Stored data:
☆ ☆ ☆ ☆ ☆

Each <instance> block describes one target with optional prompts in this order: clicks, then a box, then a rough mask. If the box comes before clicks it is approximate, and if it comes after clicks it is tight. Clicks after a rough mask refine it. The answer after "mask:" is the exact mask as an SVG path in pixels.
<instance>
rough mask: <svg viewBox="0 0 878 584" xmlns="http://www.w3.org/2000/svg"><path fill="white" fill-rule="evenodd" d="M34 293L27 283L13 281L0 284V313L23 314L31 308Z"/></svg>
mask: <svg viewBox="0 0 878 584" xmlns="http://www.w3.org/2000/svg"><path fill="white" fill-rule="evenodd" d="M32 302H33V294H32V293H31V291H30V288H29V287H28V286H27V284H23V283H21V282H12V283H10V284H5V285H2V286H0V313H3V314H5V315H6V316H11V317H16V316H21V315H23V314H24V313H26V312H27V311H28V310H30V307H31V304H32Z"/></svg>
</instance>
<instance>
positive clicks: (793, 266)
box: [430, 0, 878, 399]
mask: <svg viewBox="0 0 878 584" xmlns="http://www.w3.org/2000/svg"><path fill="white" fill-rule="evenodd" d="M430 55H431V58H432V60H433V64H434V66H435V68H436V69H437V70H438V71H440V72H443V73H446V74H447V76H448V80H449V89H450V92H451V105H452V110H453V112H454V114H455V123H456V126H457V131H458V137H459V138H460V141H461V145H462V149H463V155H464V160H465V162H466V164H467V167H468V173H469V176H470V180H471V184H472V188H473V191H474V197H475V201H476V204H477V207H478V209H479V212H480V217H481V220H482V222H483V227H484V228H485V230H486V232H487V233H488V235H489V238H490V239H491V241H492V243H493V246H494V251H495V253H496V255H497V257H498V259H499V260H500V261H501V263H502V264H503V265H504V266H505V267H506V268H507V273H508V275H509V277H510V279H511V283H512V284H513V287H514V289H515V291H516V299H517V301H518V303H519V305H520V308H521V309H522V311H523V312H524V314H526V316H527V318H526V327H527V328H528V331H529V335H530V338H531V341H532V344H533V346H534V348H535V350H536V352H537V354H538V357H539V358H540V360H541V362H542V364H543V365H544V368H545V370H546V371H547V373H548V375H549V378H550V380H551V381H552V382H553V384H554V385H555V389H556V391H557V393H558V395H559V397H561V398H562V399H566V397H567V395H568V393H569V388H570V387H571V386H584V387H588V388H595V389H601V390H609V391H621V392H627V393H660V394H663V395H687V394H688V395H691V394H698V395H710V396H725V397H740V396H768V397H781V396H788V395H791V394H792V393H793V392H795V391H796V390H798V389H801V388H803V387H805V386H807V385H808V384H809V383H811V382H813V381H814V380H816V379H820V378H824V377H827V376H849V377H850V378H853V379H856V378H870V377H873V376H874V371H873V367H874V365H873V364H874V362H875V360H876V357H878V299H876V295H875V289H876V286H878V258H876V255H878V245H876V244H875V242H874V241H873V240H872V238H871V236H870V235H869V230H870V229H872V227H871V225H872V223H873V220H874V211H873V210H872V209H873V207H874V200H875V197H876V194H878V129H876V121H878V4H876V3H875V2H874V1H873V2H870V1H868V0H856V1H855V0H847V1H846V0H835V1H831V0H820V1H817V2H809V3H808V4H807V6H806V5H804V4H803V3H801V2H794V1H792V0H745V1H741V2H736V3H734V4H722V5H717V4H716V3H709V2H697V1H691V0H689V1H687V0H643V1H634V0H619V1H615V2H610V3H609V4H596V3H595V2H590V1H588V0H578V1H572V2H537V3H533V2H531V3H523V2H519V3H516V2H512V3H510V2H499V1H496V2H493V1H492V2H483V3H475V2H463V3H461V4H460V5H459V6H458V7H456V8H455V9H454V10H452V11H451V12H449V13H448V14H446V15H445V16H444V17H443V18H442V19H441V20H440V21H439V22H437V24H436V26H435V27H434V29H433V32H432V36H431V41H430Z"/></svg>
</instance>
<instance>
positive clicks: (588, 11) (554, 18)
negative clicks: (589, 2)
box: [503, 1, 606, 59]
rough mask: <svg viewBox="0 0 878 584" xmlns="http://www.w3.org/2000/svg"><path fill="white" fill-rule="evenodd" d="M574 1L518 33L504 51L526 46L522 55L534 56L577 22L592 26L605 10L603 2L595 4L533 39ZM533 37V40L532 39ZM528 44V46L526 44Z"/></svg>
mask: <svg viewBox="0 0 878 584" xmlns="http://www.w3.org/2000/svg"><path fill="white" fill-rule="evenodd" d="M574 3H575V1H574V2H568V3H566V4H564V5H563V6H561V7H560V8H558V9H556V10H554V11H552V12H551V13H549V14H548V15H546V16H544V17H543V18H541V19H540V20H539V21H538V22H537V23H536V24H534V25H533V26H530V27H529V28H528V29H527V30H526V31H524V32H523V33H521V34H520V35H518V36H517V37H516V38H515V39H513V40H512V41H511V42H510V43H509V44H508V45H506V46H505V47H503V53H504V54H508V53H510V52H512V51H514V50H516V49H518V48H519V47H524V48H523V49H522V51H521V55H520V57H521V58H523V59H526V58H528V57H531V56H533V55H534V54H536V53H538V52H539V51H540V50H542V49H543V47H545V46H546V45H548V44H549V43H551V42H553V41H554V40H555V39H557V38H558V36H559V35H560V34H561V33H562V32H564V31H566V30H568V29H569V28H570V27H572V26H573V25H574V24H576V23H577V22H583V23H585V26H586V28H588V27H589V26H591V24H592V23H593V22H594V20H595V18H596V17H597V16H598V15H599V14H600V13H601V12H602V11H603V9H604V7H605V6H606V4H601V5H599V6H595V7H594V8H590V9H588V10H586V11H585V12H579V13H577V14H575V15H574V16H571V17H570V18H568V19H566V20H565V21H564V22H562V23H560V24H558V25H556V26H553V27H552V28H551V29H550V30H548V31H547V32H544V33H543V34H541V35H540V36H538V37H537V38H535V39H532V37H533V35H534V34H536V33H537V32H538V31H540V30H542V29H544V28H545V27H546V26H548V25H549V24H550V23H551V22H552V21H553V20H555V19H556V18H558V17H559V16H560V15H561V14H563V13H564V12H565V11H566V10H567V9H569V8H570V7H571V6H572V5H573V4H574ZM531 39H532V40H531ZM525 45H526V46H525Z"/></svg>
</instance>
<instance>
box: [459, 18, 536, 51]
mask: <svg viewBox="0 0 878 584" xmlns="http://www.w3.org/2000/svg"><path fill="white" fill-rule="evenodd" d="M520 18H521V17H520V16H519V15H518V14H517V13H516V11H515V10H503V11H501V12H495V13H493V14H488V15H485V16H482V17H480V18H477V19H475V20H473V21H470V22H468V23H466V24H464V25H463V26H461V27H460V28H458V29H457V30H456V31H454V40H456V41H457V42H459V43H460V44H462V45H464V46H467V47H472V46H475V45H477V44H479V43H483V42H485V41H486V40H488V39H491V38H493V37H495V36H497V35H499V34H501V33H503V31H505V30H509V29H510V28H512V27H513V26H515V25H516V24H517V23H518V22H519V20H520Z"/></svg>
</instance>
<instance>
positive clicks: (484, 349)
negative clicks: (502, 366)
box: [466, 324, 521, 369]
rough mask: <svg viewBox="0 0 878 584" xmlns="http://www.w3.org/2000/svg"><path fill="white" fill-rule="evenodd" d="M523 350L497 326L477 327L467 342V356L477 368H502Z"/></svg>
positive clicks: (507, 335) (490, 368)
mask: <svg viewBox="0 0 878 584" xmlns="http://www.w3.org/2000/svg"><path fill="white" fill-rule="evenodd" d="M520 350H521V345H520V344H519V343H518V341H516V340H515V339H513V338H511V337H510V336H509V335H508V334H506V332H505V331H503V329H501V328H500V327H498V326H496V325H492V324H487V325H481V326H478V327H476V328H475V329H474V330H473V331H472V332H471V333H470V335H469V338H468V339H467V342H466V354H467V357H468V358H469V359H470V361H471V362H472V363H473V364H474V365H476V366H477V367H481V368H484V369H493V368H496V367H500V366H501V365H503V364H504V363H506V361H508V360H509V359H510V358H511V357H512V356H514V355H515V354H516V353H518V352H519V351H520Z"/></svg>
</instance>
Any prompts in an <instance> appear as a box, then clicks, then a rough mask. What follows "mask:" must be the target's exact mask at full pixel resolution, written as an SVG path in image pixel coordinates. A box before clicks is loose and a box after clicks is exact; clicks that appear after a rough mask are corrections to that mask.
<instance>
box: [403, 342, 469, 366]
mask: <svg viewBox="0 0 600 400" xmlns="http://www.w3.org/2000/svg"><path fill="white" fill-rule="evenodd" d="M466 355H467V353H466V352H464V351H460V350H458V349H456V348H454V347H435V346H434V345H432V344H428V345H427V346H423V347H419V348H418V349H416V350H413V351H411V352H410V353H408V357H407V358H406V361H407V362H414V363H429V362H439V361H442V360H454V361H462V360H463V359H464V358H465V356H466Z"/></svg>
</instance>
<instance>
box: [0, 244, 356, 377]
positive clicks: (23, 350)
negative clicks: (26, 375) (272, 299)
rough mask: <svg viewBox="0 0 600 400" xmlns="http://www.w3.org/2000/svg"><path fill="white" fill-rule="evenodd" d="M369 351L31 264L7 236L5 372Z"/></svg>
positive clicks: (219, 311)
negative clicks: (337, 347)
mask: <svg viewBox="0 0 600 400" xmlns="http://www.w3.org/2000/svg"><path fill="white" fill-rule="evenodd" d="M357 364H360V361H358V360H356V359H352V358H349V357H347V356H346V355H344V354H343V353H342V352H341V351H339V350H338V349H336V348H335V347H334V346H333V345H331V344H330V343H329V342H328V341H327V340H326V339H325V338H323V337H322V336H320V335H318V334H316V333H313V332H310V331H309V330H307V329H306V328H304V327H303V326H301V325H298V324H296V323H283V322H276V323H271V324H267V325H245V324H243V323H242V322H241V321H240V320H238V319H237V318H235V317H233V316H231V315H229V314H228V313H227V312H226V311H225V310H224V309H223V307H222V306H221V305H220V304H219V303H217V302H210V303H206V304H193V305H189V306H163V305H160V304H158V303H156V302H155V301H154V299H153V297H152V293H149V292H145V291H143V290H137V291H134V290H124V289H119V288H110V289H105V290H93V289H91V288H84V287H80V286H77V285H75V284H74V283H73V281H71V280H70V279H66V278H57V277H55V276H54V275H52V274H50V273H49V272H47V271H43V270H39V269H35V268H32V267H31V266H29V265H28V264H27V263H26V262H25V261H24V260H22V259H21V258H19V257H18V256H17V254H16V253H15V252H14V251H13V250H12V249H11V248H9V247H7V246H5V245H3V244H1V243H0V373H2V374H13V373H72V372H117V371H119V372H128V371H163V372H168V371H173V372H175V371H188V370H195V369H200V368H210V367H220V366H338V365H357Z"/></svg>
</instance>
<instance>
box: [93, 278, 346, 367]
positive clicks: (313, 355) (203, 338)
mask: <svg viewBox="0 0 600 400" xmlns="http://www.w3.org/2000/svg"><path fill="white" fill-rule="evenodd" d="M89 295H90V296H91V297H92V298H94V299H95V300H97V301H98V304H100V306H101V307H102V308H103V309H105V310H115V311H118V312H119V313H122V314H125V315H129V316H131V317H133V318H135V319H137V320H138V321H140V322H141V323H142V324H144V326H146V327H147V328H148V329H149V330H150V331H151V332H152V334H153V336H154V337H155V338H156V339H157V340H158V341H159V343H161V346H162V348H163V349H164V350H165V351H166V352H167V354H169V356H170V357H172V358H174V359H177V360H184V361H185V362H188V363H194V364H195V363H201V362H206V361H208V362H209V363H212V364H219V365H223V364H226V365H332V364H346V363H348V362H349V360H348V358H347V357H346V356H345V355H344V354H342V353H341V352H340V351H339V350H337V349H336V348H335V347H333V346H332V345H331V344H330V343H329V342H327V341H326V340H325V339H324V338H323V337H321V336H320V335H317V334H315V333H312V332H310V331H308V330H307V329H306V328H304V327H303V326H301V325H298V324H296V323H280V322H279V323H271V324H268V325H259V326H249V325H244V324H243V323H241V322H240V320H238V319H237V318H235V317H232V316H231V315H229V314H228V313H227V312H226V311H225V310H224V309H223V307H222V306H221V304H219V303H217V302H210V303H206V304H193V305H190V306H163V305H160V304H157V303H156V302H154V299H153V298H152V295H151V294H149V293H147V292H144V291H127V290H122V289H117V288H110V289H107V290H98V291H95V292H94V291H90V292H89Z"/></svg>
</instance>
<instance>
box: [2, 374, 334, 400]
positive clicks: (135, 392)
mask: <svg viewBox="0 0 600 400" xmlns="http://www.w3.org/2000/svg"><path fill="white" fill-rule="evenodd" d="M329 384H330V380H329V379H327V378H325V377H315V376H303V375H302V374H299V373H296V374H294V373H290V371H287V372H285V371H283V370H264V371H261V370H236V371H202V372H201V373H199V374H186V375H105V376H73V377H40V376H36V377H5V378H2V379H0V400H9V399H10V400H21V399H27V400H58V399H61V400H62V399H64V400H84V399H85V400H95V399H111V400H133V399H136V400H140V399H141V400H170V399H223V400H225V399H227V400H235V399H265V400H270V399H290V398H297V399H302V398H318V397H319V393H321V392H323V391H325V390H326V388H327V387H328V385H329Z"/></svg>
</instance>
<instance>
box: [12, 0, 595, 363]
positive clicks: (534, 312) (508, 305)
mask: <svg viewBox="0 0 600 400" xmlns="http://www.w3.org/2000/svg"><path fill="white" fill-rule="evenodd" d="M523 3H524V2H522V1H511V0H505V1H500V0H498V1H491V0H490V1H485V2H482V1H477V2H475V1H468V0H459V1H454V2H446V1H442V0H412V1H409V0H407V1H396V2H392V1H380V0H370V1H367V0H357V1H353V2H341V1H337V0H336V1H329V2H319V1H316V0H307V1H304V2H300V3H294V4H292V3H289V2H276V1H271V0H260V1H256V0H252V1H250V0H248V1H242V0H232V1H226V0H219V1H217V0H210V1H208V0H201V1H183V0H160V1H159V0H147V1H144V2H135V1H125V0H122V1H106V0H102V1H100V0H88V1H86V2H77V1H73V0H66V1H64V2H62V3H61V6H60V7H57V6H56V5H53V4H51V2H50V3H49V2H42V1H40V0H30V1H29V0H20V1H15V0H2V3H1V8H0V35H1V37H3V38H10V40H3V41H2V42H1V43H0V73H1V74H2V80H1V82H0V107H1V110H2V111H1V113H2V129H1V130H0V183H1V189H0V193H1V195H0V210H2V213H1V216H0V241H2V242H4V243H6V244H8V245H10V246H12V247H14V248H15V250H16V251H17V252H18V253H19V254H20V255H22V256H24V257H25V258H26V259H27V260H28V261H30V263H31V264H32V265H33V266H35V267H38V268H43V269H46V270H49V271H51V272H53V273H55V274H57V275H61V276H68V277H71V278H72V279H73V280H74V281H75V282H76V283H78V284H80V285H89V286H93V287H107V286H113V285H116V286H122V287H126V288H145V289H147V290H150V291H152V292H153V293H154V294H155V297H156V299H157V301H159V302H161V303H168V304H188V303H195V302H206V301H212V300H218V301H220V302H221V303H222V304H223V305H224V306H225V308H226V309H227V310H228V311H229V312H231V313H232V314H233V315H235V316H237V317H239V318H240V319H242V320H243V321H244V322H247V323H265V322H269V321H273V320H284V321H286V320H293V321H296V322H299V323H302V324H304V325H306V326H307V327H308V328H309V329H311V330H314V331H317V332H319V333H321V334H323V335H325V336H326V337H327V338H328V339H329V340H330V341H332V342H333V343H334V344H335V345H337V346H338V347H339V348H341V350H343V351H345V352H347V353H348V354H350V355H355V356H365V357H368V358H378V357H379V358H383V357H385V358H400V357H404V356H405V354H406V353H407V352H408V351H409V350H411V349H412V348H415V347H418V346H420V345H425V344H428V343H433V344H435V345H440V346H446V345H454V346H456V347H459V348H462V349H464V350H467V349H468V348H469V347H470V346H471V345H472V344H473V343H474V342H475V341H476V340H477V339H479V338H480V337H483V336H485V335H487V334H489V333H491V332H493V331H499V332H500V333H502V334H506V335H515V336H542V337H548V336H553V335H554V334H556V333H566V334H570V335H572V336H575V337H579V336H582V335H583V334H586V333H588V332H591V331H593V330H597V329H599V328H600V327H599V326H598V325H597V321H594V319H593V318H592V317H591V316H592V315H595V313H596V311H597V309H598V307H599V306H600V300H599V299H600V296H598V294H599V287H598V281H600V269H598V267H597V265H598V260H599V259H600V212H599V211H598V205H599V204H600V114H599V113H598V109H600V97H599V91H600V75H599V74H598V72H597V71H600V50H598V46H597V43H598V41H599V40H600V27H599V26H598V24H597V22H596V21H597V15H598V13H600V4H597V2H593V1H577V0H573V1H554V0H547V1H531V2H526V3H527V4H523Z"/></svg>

☆ ☆ ☆ ☆ ☆

PROBLEM DETAILS. Looking at the entries above, count the lines that contain the string "exact", then give the number and nothing else.

EXERCISE ANSWER. 2